[Labeled-object pointing entries]

<<<<

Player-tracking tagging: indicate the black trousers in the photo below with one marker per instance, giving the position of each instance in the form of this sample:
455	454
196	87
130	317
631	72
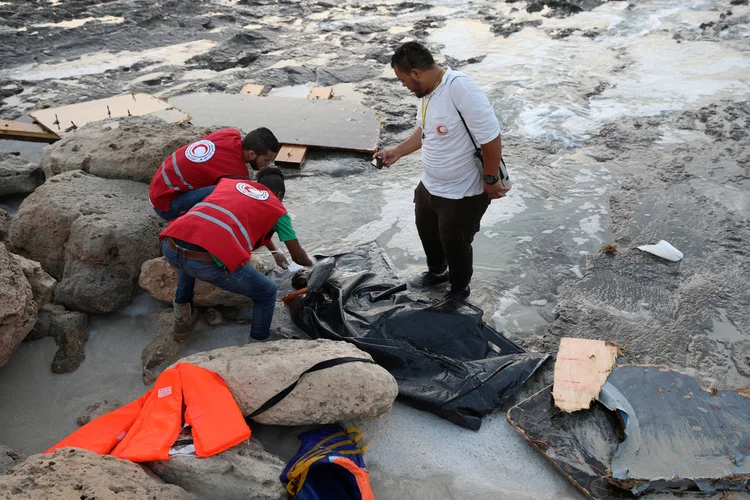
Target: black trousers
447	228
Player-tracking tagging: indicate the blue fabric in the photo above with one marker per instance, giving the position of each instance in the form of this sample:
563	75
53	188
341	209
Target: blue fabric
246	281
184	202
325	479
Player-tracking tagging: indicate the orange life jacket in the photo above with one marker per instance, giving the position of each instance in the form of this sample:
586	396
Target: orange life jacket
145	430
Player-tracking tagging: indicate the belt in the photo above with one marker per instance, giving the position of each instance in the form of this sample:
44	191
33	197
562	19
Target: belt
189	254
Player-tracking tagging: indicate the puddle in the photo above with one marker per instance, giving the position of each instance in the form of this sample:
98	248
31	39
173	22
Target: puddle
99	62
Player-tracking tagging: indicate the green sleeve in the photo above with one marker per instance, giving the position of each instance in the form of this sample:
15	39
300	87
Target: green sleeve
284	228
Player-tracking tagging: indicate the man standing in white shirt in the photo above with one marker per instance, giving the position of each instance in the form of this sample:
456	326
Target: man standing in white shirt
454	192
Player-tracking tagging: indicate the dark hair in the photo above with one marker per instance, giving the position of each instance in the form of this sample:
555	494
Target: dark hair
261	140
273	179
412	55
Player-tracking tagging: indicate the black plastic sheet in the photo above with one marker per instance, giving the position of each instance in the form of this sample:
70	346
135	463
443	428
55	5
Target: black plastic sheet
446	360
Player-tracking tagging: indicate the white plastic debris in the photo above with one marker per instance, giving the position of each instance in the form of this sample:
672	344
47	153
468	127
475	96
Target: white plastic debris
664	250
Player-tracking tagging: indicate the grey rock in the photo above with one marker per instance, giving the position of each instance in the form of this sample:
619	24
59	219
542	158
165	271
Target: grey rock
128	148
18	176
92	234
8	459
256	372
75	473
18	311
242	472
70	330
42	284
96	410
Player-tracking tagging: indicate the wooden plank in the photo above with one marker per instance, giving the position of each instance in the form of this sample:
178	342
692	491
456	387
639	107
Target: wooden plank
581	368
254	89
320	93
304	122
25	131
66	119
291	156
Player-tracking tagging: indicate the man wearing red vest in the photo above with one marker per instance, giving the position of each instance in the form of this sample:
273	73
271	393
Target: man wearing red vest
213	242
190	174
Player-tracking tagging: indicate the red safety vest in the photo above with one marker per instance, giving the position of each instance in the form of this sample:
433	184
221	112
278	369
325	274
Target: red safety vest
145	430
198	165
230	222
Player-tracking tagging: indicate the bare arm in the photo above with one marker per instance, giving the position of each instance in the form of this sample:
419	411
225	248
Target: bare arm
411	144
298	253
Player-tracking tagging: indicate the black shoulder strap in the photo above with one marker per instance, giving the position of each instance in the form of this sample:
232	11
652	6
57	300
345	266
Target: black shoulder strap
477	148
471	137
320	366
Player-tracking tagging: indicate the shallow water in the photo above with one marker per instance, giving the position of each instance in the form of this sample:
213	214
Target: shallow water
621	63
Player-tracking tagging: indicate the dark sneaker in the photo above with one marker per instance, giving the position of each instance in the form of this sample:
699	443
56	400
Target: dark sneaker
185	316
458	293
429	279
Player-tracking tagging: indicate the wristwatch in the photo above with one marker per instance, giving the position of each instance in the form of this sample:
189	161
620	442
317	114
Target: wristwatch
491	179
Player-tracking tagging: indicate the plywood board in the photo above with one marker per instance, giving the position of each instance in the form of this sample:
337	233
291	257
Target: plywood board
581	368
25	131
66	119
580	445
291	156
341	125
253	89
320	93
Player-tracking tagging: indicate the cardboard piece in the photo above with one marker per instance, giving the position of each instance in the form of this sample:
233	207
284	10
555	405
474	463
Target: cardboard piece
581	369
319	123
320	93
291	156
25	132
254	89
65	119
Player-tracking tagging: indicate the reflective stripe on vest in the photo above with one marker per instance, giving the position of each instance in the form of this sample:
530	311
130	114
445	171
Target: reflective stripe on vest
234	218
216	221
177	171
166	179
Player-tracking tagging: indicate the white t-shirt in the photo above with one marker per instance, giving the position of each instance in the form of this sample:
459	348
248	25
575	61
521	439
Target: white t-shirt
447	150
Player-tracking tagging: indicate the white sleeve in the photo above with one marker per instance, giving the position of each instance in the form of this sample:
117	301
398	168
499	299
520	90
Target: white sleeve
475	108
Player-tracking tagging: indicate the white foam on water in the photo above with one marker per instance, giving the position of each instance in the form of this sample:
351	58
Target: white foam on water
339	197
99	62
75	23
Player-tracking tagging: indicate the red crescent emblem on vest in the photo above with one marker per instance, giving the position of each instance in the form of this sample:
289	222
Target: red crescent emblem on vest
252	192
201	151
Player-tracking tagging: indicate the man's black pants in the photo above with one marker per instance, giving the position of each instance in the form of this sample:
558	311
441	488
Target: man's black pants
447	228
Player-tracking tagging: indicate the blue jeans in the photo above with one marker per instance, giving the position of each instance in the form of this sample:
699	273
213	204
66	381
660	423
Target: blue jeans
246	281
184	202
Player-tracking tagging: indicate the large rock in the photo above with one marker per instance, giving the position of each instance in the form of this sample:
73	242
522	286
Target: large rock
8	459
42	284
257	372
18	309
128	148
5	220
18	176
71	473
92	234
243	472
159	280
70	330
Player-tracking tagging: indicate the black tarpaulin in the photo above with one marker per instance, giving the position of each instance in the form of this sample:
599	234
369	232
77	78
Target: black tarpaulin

>>>>
<<<<

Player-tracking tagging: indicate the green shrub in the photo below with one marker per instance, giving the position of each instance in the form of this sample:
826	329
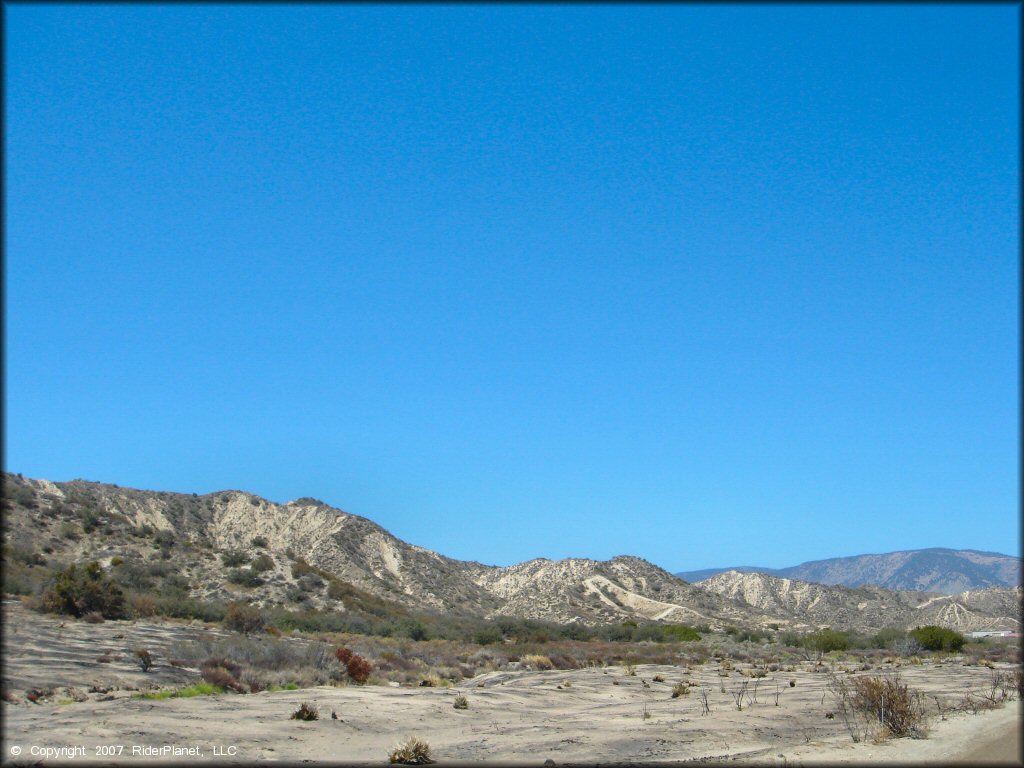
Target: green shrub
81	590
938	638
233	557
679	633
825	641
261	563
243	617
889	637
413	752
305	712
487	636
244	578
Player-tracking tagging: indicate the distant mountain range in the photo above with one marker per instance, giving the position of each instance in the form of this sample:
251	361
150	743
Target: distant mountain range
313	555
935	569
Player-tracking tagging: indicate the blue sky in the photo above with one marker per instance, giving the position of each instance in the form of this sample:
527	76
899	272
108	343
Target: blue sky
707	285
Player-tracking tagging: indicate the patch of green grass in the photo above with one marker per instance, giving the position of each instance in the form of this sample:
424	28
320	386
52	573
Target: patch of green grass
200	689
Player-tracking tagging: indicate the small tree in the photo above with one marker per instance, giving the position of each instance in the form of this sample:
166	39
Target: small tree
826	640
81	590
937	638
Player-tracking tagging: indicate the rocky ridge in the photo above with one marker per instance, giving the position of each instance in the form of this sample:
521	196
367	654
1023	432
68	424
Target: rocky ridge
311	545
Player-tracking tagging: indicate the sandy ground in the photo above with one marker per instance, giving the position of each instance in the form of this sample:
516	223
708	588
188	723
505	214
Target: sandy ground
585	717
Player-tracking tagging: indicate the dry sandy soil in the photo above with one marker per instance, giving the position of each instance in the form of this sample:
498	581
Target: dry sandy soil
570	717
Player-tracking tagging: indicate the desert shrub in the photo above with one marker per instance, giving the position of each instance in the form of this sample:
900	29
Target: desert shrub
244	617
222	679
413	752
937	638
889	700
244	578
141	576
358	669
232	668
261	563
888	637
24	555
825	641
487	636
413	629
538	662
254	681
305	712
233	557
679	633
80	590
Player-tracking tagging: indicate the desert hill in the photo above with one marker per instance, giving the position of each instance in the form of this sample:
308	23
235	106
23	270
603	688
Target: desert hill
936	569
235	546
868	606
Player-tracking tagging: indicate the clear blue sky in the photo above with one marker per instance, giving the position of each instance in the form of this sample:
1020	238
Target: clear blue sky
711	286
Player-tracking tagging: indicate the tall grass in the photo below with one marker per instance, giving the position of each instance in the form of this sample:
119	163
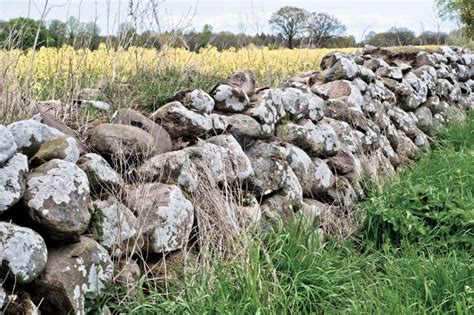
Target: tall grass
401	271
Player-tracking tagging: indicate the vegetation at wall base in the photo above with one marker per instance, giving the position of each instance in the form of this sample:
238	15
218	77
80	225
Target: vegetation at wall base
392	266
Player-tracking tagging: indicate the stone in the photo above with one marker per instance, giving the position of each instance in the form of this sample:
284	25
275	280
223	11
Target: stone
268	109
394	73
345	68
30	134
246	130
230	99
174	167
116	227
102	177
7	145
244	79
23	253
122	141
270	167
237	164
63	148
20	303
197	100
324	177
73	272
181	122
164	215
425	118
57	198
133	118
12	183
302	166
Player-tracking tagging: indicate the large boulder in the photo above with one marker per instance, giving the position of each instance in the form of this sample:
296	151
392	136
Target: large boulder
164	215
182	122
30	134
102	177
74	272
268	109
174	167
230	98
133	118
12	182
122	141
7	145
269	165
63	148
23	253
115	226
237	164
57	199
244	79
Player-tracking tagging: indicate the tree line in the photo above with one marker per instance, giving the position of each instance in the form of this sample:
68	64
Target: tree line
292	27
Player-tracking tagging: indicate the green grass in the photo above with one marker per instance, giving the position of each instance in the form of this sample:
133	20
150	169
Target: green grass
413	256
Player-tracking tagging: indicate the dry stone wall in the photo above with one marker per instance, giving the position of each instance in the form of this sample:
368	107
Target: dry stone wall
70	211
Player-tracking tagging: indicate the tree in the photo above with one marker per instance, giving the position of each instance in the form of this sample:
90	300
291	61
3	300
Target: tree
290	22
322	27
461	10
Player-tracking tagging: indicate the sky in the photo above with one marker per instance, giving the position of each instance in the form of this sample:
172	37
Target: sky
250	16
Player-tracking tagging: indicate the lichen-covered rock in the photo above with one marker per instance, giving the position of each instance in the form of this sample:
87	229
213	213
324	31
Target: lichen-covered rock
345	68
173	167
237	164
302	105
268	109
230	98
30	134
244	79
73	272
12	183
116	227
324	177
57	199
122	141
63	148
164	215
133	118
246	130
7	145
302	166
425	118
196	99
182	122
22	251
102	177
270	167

>>>>
<<<<

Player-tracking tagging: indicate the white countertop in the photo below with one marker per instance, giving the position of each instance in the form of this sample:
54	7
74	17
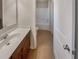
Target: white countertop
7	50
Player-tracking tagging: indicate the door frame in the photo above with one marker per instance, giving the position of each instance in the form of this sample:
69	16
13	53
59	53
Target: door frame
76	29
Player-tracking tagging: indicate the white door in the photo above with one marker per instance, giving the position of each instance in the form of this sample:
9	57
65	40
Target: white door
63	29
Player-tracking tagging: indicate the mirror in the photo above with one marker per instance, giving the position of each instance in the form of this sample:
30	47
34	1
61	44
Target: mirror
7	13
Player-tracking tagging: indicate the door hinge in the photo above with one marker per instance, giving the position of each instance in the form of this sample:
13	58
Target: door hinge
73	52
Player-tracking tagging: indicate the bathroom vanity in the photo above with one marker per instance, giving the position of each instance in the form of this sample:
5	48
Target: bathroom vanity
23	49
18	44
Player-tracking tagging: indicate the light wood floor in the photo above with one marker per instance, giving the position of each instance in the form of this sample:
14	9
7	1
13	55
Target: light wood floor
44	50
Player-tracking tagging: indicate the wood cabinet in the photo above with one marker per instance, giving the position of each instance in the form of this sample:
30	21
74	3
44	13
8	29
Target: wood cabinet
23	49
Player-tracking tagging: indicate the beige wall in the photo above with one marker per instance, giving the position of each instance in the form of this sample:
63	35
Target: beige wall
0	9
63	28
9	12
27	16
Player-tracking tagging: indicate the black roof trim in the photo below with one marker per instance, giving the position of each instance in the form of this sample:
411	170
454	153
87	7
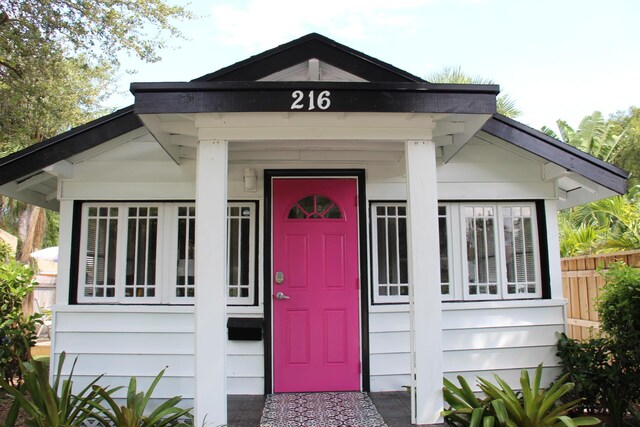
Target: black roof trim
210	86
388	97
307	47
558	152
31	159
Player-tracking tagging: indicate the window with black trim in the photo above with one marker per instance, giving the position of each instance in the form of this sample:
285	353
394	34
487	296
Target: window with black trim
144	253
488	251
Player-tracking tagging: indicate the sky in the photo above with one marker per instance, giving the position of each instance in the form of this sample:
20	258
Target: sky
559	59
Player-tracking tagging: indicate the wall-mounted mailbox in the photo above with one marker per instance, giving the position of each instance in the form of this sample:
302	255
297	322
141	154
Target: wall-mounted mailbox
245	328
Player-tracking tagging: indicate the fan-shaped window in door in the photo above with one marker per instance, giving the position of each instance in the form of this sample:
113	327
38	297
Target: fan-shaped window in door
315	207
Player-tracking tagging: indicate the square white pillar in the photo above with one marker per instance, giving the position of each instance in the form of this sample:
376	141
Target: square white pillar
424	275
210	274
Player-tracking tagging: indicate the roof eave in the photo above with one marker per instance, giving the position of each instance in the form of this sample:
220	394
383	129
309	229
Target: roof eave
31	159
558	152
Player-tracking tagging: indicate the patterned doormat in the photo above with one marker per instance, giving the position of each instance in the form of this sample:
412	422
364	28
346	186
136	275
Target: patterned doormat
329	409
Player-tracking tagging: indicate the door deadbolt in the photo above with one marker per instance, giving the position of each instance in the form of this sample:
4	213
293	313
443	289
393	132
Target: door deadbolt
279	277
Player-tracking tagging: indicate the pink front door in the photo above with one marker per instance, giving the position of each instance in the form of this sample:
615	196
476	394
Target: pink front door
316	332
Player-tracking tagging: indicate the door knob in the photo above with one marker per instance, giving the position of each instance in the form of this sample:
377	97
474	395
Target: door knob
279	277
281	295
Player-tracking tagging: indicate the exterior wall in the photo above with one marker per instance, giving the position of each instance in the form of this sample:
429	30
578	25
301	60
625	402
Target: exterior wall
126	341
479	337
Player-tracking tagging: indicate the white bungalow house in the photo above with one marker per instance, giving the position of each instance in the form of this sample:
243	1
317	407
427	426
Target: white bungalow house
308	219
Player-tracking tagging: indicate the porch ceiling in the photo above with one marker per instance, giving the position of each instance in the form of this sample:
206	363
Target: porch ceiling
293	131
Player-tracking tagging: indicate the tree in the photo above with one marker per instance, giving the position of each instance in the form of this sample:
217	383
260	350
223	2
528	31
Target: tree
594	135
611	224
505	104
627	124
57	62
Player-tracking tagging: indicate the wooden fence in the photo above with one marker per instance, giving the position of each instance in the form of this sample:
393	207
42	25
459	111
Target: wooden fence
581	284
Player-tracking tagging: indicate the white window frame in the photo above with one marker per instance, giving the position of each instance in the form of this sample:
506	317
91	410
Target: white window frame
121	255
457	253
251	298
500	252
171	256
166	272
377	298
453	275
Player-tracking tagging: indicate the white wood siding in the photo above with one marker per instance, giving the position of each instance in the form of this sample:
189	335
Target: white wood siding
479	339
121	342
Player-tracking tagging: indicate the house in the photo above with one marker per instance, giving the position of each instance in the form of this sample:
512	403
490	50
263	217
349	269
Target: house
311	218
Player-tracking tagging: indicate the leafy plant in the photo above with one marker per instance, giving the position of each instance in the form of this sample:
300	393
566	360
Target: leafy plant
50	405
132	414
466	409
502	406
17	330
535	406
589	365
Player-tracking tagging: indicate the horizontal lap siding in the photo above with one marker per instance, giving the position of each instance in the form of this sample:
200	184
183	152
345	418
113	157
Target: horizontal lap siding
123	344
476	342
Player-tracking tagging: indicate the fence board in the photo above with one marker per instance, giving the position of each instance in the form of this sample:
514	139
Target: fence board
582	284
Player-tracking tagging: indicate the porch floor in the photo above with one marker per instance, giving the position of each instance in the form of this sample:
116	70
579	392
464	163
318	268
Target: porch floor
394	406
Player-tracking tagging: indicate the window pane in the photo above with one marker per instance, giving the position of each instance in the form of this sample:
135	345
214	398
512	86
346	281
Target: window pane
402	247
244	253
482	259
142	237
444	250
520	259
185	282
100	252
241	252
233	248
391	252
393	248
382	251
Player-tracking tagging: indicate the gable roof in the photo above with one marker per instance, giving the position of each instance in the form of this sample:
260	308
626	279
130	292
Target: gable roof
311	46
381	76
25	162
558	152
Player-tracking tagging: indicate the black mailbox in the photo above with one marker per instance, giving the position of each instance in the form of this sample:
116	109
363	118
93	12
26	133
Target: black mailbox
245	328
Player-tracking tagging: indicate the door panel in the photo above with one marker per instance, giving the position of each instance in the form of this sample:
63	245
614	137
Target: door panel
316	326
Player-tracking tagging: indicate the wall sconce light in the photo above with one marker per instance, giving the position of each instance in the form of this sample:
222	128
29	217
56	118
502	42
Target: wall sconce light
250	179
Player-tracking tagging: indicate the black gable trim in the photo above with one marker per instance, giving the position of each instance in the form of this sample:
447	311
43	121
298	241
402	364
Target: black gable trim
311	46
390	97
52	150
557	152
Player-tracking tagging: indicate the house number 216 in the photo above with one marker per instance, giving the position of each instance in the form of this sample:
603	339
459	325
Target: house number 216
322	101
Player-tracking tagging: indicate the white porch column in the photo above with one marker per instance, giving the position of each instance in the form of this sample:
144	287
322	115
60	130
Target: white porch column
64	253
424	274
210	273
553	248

>>>>

> [What the task asks] Find each line in the material above that contains the string "ridge" and copy those lines in full, treating uppercase and lowercase as different.

> [Worked answer]
Player-tracking tagging: indicate the rocky ridge in the photo above with one marker per instance, giving the position of each instance in the form of this sample:
Target: rocky ridge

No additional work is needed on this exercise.